MATERIAL FOR THIS EXERCISE Start Marker
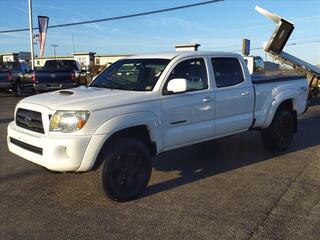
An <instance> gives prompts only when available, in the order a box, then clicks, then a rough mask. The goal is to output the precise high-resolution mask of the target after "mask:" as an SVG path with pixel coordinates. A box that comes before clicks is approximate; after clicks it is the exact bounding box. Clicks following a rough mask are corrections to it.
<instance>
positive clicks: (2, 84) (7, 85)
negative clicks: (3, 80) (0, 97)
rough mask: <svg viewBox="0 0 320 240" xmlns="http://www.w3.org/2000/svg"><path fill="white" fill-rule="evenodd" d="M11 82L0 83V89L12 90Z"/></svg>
mask: <svg viewBox="0 0 320 240" xmlns="http://www.w3.org/2000/svg"><path fill="white" fill-rule="evenodd" d="M12 88H13V84H12V82H0V89H12Z"/></svg>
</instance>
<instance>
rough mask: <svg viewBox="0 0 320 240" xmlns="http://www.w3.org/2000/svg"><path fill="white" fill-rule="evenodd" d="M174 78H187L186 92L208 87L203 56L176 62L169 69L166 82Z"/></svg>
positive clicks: (202, 88) (195, 90)
mask: <svg viewBox="0 0 320 240" xmlns="http://www.w3.org/2000/svg"><path fill="white" fill-rule="evenodd" d="M174 78H184V79H186V80H187V88H188V89H187V92H190V91H197V90H204V89H208V76H207V68H206V64H205V61H204V59H203V58H194V59H188V60H184V61H182V62H180V63H178V64H177V65H176V66H175V67H174V69H173V70H172V71H171V73H170V75H169V78H168V79H167V83H168V82H169V81H170V80H171V79H174Z"/></svg>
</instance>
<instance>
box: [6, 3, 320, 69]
mask: <svg viewBox="0 0 320 240" xmlns="http://www.w3.org/2000/svg"><path fill="white" fill-rule="evenodd" d="M203 1H204V0H203ZM32 2H33V24H34V27H37V16H38V15H45V16H48V17H49V18H50V19H49V25H52V24H63V23H70V22H77V21H87V20H93V19H100V18H108V17H115V16H120V15H126V14H133V13H138V12H144V11H152V10H157V9H162V8H170V7H175V6H180V5H186V4H192V3H198V2H201V0H183V1H182V0H55V1H53V0H33V1H32ZM256 5H259V6H260V7H263V8H265V9H267V10H269V11H271V12H274V13H277V14H279V15H281V16H282V17H285V18H286V19H288V20H290V21H292V22H293V23H294V24H295V30H294V32H293V34H292V35H291V37H290V40H289V43H296V45H292V46H287V47H286V48H285V51H286V52H288V53H290V54H293V55H295V56H296V57H299V58H301V59H303V60H306V61H309V62H311V63H313V64H320V1H319V0H225V1H223V2H218V3H213V4H209V5H204V6H198V7H194V8H188V9H182V10H178V11H173V12H166V13H159V14H154V15H149V16H142V17H137V18H130V19H123V20H116V21H109V22H101V23H94V24H88V25H81V26H73V27H64V28H54V29H48V35H47V36H48V37H47V42H46V50H45V55H46V56H52V55H53V47H51V44H57V45H59V47H58V48H57V49H56V51H57V55H61V56H65V55H71V54H72V53H73V51H74V50H75V51H76V52H85V51H93V52H96V53H97V54H99V55H102V54H135V53H148V52H163V51H174V47H173V45H176V44H185V43H200V44H201V47H200V48H199V50H205V51H207V50H209V51H211V50H212V51H232V52H234V51H238V50H240V49H241V45H242V39H243V38H248V39H250V40H251V47H252V48H256V47H262V45H263V43H264V42H265V41H267V40H268V39H269V37H270V35H271V33H272V32H273V30H274V28H275V25H274V23H273V22H271V21H270V20H269V19H267V18H265V17H263V16H262V15H261V14H259V13H258V12H256V11H255V10H254V7H255V6H256ZM28 21H29V20H28V0H0V30H7V29H16V28H27V27H28V24H29V22H28ZM34 33H36V31H35V32H34ZM72 37H73V39H74V45H73V42H72ZM308 42H312V43H308ZM20 51H30V46H29V33H28V32H20V33H7V34H0V53H1V52H20ZM35 51H36V54H38V52H39V45H35ZM251 54H253V55H260V56H262V57H265V54H264V52H263V50H254V51H251ZM268 60H270V57H269V58H268Z"/></svg>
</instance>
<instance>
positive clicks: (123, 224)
mask: <svg viewBox="0 0 320 240" xmlns="http://www.w3.org/2000/svg"><path fill="white" fill-rule="evenodd" d="M18 100H19V99H17V98H15V97H13V96H11V95H10V94H0V239H5V240H10V239H14V240H17V239H24V240H26V239H108V240H109V239H210V240H211V239H304V240H307V239H320V106H318V105H314V106H311V107H310V108H309V110H308V112H307V113H306V114H305V115H304V116H303V117H302V118H301V119H299V122H298V125H299V132H298V133H297V134H296V135H295V137H294V141H293V144H292V146H291V147H290V149H288V150H287V151H286V152H284V153H281V154H275V153H272V152H269V151H267V150H266V149H265V148H264V147H263V145H262V141H261V138H260V134H259V132H257V131H251V132H247V133H244V134H238V135H234V136H230V137H226V138H223V139H219V140H215V141H210V142H206V143H202V144H197V145H195V146H191V147H186V148H182V149H178V150H175V151H170V152H168V153H165V154H162V155H160V156H158V157H157V158H156V159H155V160H154V164H153V165H154V169H153V173H152V178H151V181H150V183H149V186H148V188H147V190H146V192H145V194H144V195H143V196H141V198H140V199H138V200H135V201H132V202H128V203H114V202H111V201H110V200H108V199H107V198H105V197H103V196H101V195H99V194H97V193H96V192H95V191H94V190H93V189H92V188H91V186H90V183H89V182H88V179H87V174H52V173H48V172H47V171H45V170H44V169H43V168H41V167H39V166H37V165H35V164H33V163H30V162H28V161H26V160H23V159H22V158H20V157H18V156H15V155H13V154H11V153H9V151H8V149H7V146H6V128H7V125H8V123H9V122H10V121H12V119H13V111H14V107H15V105H16V103H17V102H18Z"/></svg>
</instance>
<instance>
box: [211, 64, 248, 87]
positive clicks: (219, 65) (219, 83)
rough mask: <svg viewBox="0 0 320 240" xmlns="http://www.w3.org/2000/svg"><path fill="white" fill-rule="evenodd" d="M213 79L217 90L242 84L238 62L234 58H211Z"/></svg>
mask: <svg viewBox="0 0 320 240" xmlns="http://www.w3.org/2000/svg"><path fill="white" fill-rule="evenodd" d="M211 63H212V67H213V71H214V77H215V80H216V85H217V87H218V88H221V87H228V86H233V85H237V84H239V83H242V82H244V77H243V73H242V68H241V65H240V62H239V60H238V59H236V58H212V59H211Z"/></svg>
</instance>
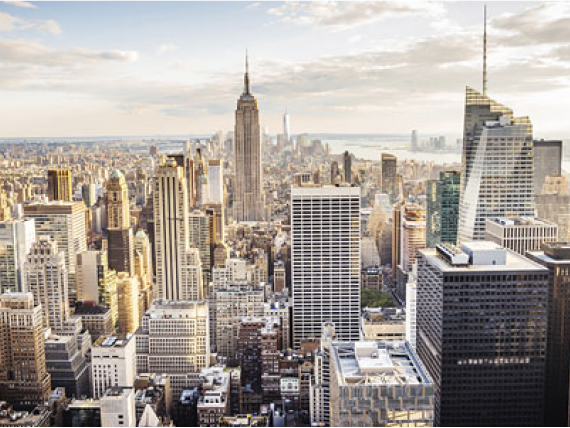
MATERIAL FOR THIS EXERCISE End Marker
#### WORK INSTRUCTIONS
Please produce an exact copy of all the material, leaving out the pictures.

#### ANSWER TO THE EXERCISE
An <instance> gives prompts only when available, in the order a box, then clicks, then a rough mask. The goal is to output the precise high-resolution mask of the target after "mask:" as an SVG path with pixel coordinates. A box that comes before clicks is approximate; after clicks it is the exact bounding box. Clicks following a rough mask are corrections to it.
<instance>
positive clicks: (2, 84) (7, 85)
negative clicks: (3, 80) (0, 97)
rough mask: <svg viewBox="0 0 320 240" xmlns="http://www.w3.org/2000/svg"><path fill="white" fill-rule="evenodd" d="M11 82L0 83V89L12 90Z"/></svg>
mask: <svg viewBox="0 0 320 240" xmlns="http://www.w3.org/2000/svg"><path fill="white" fill-rule="evenodd" d="M12 88H13V84H12V82H0V89H12Z"/></svg>
</instance>
<instance>
rough mask: <svg viewBox="0 0 320 240" xmlns="http://www.w3.org/2000/svg"><path fill="white" fill-rule="evenodd" d="M174 78H187L186 92L208 87L203 56L176 62L169 69L166 82Z"/></svg>
positive clicks: (202, 88) (195, 90)
mask: <svg viewBox="0 0 320 240" xmlns="http://www.w3.org/2000/svg"><path fill="white" fill-rule="evenodd" d="M174 78H184V79H186V80H187V88H188V89H187V92H190V91H197V90H204V89H208V76H207V68H206V64H205V61H204V59H203V58H194V59H188V60H184V61H182V62H180V63H178V64H177V65H176V66H175V67H174V69H173V70H172V71H171V73H170V75H169V78H168V79H167V83H168V82H169V81H170V80H171V79H174Z"/></svg>
</instance>
<instance>
box: [6, 3, 320, 69]
mask: <svg viewBox="0 0 320 240" xmlns="http://www.w3.org/2000/svg"><path fill="white" fill-rule="evenodd" d="M203 1H204V0H203ZM32 2H33V24H34V27H37V16H38V15H45V16H48V17H49V18H50V19H49V25H52V24H63V23H70V22H77V21H87V20H93V19H100V18H108V17H115V16H120V15H126V14H133V13H138V12H144V11H152V10H157V9H162V8H170V7H175V6H180V5H186V4H192V3H198V2H201V0H183V1H182V0H55V1H53V0H33V1H32ZM256 5H259V6H260V7H263V8H265V9H267V10H269V11H271V12H274V13H277V14H279V15H281V16H282V17H285V18H286V19H288V20H290V21H292V22H293V23H294V24H295V30H294V32H293V34H292V35H291V37H290V40H289V43H296V45H292V46H287V47H286V48H285V51H286V52H288V53H290V54H293V55H295V56H296V57H299V58H301V59H303V60H306V61H309V62H311V63H313V64H320V1H319V0H225V1H223V2H218V3H213V4H209V5H204V6H198V7H194V8H188V9H182V10H178V11H173V12H166V13H159V14H154V15H149V16H142V17H137V18H130V19H123V20H116V21H109V22H101V23H94V24H88V25H81V26H73V27H64V28H54V29H48V35H47V36H48V37H47V42H46V50H45V55H46V56H52V55H53V47H51V44H57V45H59V47H58V48H57V49H56V51H57V55H61V56H65V55H71V54H72V53H73V51H74V50H75V51H76V52H85V51H93V52H96V53H97V54H99V55H102V54H135V53H148V52H163V51H174V47H173V45H176V44H185V43H200V44H201V47H200V48H199V50H205V51H207V50H209V51H211V50H212V51H232V52H234V51H238V50H240V49H241V45H242V39H243V38H248V39H250V40H251V47H252V48H256V47H262V45H263V43H264V42H265V41H267V40H268V39H269V37H270V35H271V33H272V32H273V30H274V28H275V25H274V23H273V22H271V21H270V20H269V19H267V18H265V17H263V16H262V15H261V14H259V13H258V12H256V11H255V10H254V7H255V6H256ZM28 21H29V20H28V0H0V30H7V29H16V28H27V27H28V24H29V22H28ZM34 33H36V31H35V32H34ZM72 37H73V39H74V45H73V42H72ZM308 42H312V43H308ZM20 51H30V46H29V33H28V32H20V33H7V34H0V53H1V52H20ZM35 51H36V54H38V52H39V45H35ZM251 54H253V55H260V56H262V57H265V54H264V52H263V50H254V51H251ZM268 60H270V57H269V58H268Z"/></svg>
</instance>
<instance>
positive clicks: (123, 224)
mask: <svg viewBox="0 0 320 240" xmlns="http://www.w3.org/2000/svg"><path fill="white" fill-rule="evenodd" d="M18 100H19V99H17V98H15V97H13V96H11V95H10V94H0V239H5V240H10V239H14V240H17V239H24V240H26V239H108V240H109V239H210V240H211V239H304V240H307V239H320V106H318V105H314V106H311V107H310V108H309V110H308V112H307V113H306V114H305V115H304V116H303V117H302V118H301V119H299V122H298V125H299V132H298V133H297V134H296V135H295V137H294V141H293V144H292V146H291V147H290V149H288V150H287V151H286V152H284V153H281V154H275V153H272V152H269V151H267V150H266V149H265V148H264V147H263V145H262V141H261V138H260V134H259V132H257V131H251V132H247V133H244V134H238V135H234V136H230V137H226V138H223V139H219V140H215V141H210V142H206V143H202V144H197V145H195V146H191V147H186V148H182V149H178V150H175V151H170V152H168V153H165V154H162V155H160V156H158V157H157V158H156V159H155V160H154V164H153V165H154V169H153V173H152V178H151V181H150V183H149V186H148V188H147V190H146V192H145V194H144V195H143V196H141V198H140V199H138V200H135V201H132V202H128V203H114V202H111V201H110V200H108V199H107V198H105V197H103V196H101V195H99V194H97V193H96V192H95V191H94V190H93V189H92V188H91V186H90V183H89V182H88V179H87V174H52V173H48V172H47V171H45V170H44V169H43V168H41V167H39V166H37V165H35V164H33V163H30V162H28V161H26V160H23V159H22V158H20V157H18V156H15V155H13V154H11V153H9V151H8V149H7V146H6V128H7V125H8V123H9V122H10V121H12V119H13V111H14V107H15V105H16V103H17V102H18Z"/></svg>
</instance>
<instance>
box: [211, 64, 248, 87]
positive clicks: (219, 65) (219, 83)
rough mask: <svg viewBox="0 0 320 240" xmlns="http://www.w3.org/2000/svg"><path fill="white" fill-rule="evenodd" d="M213 79L217 90L242 84L238 62L234 58H211Z"/></svg>
mask: <svg viewBox="0 0 320 240" xmlns="http://www.w3.org/2000/svg"><path fill="white" fill-rule="evenodd" d="M211 63H212V67H213V71H214V77H215V80H216V85H217V87H218V88H221V87H228V86H233V85H237V84H239V83H242V82H244V77H243V73H242V68H241V65H240V62H239V60H238V59H236V58H212V59H211Z"/></svg>
</instance>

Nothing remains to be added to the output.